>>>>>

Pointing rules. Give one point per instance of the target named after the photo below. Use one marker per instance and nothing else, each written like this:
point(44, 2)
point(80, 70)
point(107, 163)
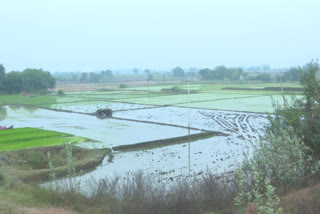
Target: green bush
point(60, 92)
point(122, 85)
point(42, 92)
point(38, 160)
point(2, 179)
point(283, 159)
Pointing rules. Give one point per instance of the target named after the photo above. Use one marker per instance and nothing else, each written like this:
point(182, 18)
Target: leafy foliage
point(303, 115)
point(178, 72)
point(282, 159)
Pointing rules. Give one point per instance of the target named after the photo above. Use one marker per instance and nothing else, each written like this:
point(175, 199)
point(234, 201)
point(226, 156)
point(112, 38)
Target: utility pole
point(189, 127)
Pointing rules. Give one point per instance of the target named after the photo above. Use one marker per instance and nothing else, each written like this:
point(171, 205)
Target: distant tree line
point(30, 81)
point(85, 77)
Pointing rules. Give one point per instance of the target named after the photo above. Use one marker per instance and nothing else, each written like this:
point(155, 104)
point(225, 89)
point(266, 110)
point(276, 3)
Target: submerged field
point(237, 117)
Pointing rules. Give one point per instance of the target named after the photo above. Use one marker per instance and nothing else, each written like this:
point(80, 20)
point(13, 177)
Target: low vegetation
point(21, 138)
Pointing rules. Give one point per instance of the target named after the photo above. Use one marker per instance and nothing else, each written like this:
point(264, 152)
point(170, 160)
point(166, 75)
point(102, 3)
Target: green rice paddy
point(22, 138)
point(209, 95)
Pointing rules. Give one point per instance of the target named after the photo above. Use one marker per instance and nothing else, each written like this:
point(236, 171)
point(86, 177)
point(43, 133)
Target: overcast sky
point(88, 35)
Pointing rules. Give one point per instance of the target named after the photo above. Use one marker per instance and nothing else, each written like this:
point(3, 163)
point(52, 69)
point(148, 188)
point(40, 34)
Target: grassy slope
point(21, 138)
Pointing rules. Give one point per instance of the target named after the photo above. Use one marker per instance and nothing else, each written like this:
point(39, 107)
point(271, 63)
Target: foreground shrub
point(283, 159)
point(122, 85)
point(60, 92)
point(143, 194)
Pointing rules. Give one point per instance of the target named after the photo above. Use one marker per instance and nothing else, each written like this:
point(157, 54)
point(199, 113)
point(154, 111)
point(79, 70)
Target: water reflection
point(30, 109)
point(15, 107)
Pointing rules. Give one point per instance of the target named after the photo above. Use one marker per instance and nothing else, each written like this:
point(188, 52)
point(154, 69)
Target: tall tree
point(178, 72)
point(13, 82)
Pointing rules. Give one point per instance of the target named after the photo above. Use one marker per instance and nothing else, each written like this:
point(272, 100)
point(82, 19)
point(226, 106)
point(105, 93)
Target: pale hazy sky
point(87, 35)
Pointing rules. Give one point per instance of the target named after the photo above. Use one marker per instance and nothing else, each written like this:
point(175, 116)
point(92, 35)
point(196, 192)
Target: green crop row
point(22, 138)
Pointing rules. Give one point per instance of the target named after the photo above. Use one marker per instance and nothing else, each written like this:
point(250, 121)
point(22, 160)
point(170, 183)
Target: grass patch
point(21, 138)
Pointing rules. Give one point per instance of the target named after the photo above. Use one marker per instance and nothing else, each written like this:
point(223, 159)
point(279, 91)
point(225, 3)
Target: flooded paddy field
point(149, 117)
point(107, 133)
point(218, 154)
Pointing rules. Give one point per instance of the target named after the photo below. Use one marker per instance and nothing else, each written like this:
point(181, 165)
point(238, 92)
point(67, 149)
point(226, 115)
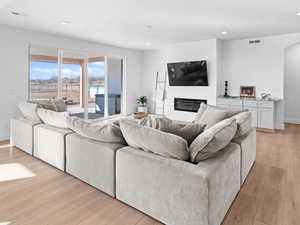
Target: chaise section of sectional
point(178, 192)
point(248, 152)
point(21, 134)
point(92, 161)
point(49, 144)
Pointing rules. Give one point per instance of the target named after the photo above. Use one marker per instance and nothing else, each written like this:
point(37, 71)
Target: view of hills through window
point(44, 80)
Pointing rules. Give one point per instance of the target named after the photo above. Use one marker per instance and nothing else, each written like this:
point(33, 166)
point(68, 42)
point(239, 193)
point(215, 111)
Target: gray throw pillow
point(105, 131)
point(244, 123)
point(186, 130)
point(230, 111)
point(200, 112)
point(153, 140)
point(59, 105)
point(29, 111)
point(212, 140)
point(56, 119)
point(212, 116)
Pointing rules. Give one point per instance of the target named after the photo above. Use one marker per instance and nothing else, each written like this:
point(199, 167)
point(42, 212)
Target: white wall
point(292, 84)
point(260, 65)
point(156, 60)
point(14, 67)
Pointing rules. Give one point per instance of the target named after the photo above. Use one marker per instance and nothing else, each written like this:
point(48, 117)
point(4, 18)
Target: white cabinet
point(266, 115)
point(263, 112)
point(252, 106)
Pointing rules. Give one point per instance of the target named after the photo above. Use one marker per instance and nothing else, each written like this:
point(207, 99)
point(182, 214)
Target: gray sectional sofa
point(173, 191)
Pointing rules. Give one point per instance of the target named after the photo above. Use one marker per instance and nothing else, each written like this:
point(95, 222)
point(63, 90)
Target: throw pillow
point(200, 112)
point(212, 140)
point(186, 130)
point(105, 131)
point(244, 123)
point(59, 105)
point(29, 111)
point(212, 116)
point(230, 112)
point(153, 140)
point(56, 119)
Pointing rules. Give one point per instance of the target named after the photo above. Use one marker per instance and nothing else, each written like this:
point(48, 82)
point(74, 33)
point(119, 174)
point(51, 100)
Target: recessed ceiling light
point(65, 22)
point(15, 13)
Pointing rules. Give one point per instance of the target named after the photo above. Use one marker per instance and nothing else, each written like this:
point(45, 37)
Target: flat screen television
point(188, 73)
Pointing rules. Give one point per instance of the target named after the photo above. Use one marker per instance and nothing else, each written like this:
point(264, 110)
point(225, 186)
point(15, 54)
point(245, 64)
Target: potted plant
point(142, 104)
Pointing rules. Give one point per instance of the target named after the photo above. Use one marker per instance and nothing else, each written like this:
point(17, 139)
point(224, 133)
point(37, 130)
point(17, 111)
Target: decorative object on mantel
point(139, 115)
point(247, 91)
point(226, 90)
point(266, 96)
point(142, 104)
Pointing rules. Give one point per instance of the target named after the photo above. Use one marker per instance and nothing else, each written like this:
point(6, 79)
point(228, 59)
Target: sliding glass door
point(96, 87)
point(90, 86)
point(73, 73)
point(114, 85)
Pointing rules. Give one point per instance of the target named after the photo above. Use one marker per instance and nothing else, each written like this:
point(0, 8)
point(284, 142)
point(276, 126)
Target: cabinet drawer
point(266, 104)
point(249, 104)
point(221, 101)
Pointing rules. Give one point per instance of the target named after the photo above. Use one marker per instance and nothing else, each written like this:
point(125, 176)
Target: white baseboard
point(292, 120)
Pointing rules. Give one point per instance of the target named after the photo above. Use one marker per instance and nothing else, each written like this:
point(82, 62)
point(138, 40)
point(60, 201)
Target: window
point(90, 86)
point(43, 80)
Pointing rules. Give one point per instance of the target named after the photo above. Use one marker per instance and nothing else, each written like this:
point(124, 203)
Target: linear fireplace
point(188, 104)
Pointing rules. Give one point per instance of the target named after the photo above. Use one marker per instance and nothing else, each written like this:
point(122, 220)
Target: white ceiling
point(124, 22)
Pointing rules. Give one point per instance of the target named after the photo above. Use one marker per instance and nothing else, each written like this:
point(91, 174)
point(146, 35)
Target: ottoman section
point(49, 144)
point(21, 134)
point(92, 161)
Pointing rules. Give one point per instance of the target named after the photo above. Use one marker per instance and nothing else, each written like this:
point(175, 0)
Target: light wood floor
point(46, 196)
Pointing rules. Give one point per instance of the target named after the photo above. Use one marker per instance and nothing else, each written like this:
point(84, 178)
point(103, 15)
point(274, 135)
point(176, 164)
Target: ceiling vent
point(254, 42)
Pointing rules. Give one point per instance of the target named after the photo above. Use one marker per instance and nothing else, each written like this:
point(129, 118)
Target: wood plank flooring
point(38, 194)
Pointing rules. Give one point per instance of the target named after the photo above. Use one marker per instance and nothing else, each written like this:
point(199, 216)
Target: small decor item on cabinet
point(266, 96)
point(247, 91)
point(139, 115)
point(226, 90)
point(142, 104)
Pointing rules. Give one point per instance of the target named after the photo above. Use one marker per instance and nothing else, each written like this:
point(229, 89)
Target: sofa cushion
point(203, 107)
point(105, 130)
point(212, 140)
point(244, 123)
point(212, 116)
point(188, 131)
point(153, 140)
point(56, 119)
point(29, 111)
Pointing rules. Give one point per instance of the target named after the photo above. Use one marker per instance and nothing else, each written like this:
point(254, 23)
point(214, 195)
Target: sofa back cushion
point(104, 130)
point(186, 130)
point(29, 111)
point(212, 140)
point(53, 118)
point(153, 140)
point(244, 123)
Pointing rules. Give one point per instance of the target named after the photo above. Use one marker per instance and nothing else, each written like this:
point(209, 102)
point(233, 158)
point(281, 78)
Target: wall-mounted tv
point(188, 73)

<<<<<

ACTION ITEM —
Set down precisely the lines above between the line holding "point(6, 79)" and the line holding "point(175, 0)", inclusive, and nothing beyond them.

SOLUTION —
point(6, 79)
point(228, 59)
Target: sliding glass door
point(96, 87)
point(90, 86)
point(73, 73)
point(114, 85)
Pointing rules. Give one point per instance of the target named after the photo above. Use one marker per instance and nothing else, each written like this:
point(0, 8)
point(284, 142)
point(276, 126)
Target: cabinet drawer
point(266, 104)
point(249, 104)
point(221, 101)
Pointing rules. Give one point per instance of the target named after the photo above. Use one marker per instance and nothing else, each written like this:
point(125, 176)
Target: white baseboard
point(292, 120)
Pointing rules. Give one point per instance of the target named after the photo above. Use one marker per instance and nothing else, each written like this:
point(82, 62)
point(138, 40)
point(60, 201)
Target: window
point(90, 86)
point(43, 80)
Pointing rules. Give one point per instance of the target named after the photo above. Use one marker per instance and nothing else, each written like this:
point(124, 203)
Target: linear fireplace
point(188, 104)
Pointing rules. Give one point per instance of the target named after the photo above. Use one marker per instance and nothing else, each written like this:
point(122, 220)
Target: white ceiling
point(124, 22)
Pointing rules. Give one point per instance of the target named after the photo above. Use one marker per instance and nothing else, each written like this:
point(91, 174)
point(146, 35)
Target: ottoman section
point(49, 144)
point(21, 134)
point(92, 161)
Pointing rules. Give one point per instance of the target named after the photo above. Use one marker per instance and nothing else, each written like this:
point(175, 0)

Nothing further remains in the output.